Ainda há estudos sobre o uso de plantas contra vetores como o Aedes aegypti, transmissor do vírus zika, chikungunya e dengue. Os cientistas usaram o óleo essencial das plantas Commiphora leptophloeos (umburana de cambão), Eugenia brejoensis (cutia) e Hymenaea courbaril (jatobá) para comprovar o efeito larvicida, repelente e ovicida, o que pode ajudar no controle do vetor. Eles também constataram que a umburana de cambão pode ser usada contra a bactéria que causa a tuberculose.
Com potencial cosmético, o umbu (Spondias tuberosa) pode ser utilizado em cremes antissinais e antienvelhecimento, assim como para controle de diabetes. Segundo a pesquisadora Márcia Vanusa, qualquer parte dessa planta tem alto potencial antioxidante. “Ela poderia ser investigada para diferentes preparações cosméticas, sendo ingrediente bioativo de antissinais ou antienvelhecimento. Nos chamou tanta atenção essa ação antioxidante do umbu, que começamos a fazer experimentos com outra patologia em que a ação antioxidante é importante: a diabetes. Começamos a induzir em ratos diabéticos para ver se havia a redução da glicemia. Esse trabalho ainda não foi publicado, mas foi positivo e reduziu a glicose“, comemorou.

• Extrato dos dados:

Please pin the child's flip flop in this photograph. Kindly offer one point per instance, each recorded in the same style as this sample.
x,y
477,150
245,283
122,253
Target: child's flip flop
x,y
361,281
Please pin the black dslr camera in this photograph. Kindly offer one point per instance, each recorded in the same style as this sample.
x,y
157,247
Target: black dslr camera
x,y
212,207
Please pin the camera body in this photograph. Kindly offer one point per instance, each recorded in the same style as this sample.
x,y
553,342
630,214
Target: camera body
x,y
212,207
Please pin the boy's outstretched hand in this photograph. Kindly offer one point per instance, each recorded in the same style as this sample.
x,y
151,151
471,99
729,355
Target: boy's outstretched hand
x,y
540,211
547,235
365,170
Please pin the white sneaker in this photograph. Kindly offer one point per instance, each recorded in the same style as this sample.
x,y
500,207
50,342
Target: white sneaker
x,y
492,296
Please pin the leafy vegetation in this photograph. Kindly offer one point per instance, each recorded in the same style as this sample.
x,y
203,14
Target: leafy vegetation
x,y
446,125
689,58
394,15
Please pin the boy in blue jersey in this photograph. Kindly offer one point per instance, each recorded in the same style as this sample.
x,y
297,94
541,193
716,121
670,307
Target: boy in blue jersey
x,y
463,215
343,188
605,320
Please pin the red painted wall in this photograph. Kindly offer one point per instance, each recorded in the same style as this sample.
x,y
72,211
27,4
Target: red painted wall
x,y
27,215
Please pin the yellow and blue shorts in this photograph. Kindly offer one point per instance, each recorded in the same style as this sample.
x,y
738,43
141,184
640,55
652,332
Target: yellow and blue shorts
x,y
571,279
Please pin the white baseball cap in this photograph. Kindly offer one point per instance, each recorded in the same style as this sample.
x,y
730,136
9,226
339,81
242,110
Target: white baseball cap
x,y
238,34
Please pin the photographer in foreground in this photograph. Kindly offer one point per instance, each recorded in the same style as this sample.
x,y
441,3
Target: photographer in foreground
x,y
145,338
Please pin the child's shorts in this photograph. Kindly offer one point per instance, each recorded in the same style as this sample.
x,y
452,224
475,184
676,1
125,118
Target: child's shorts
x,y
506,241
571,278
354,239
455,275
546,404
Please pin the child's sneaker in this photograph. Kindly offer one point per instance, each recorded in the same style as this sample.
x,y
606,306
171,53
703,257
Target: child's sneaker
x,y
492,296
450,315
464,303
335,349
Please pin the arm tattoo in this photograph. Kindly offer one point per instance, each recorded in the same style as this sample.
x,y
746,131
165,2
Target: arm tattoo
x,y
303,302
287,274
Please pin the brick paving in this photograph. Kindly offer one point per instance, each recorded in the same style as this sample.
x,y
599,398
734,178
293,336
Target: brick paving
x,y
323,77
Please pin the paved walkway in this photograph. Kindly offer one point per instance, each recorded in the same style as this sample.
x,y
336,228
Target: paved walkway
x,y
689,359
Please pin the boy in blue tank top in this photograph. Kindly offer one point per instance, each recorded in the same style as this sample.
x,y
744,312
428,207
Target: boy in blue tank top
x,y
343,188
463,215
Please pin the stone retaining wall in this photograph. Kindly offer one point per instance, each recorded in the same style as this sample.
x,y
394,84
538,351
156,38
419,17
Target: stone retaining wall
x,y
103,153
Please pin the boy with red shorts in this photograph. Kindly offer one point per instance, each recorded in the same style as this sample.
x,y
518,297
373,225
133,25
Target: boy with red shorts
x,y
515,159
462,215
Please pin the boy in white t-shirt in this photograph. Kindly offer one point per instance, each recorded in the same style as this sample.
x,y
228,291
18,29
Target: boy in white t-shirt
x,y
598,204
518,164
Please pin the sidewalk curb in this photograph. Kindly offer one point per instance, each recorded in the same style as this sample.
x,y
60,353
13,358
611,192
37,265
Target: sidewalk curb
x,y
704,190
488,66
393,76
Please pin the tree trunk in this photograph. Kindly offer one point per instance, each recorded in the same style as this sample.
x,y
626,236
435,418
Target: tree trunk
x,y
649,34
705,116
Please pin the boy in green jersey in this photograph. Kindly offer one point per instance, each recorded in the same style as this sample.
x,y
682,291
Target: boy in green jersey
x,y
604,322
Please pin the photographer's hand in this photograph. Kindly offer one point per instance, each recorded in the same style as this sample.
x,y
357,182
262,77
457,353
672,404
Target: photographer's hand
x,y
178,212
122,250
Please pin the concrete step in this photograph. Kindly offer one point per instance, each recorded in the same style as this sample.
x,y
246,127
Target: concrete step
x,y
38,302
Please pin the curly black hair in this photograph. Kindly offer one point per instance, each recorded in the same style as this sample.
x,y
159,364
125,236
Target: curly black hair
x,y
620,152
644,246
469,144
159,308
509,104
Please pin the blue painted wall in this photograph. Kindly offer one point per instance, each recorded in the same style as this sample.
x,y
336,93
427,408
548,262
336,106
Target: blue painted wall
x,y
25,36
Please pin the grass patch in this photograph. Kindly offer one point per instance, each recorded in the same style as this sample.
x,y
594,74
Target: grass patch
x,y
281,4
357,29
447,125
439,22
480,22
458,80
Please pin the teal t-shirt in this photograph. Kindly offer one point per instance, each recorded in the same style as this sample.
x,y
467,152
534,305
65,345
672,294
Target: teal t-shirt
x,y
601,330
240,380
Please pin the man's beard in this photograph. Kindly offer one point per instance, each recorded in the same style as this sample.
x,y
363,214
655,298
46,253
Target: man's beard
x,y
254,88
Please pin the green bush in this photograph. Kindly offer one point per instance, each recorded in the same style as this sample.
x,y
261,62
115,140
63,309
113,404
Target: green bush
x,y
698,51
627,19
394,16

• O que fazer:
A – De acordo com o trecho sobre plantas, contra qual bactéria a umburana de cambão pode ser usada?
B – Transcreva literalmente a parte do trecho sobre plantas que começa nas palavras "Ainda há estudos" e termina depois de "causa a tuberculose.".
C – Explique, com base no trecho sobre plantas, por que os pesquisadores passaram a fazer experimentos com o umbu relacionados à diabetes.

• Resultados do exercício:
A – Contra a bactéria que causa a tuberculose.

B –
Ainda há estudos sobre o uso de plantas contra vetores como o Aedes aegypti, transmissor do vírus zika, chikungunya e dengue. Os cientistas usaram o óleo essencial das plantas Commiphora leptophloeos (umburana de cambão), Eugenia brejoensis (cutia) e Hymenaea courbaril (jatobá) para comprovar o efeito larvicida, repelente e ovicida, o que pode ajudar no controle do vetor. Eles também constataram que a umburana de cambão pode ser usada contra a bactéria que causa a tuberculose.

C – A ação antioxidante do umbu chamou tanta atenção dos pesquisadores que eles resolveram testá-lo em outra patologia em que essa ação é importante, a diabetes.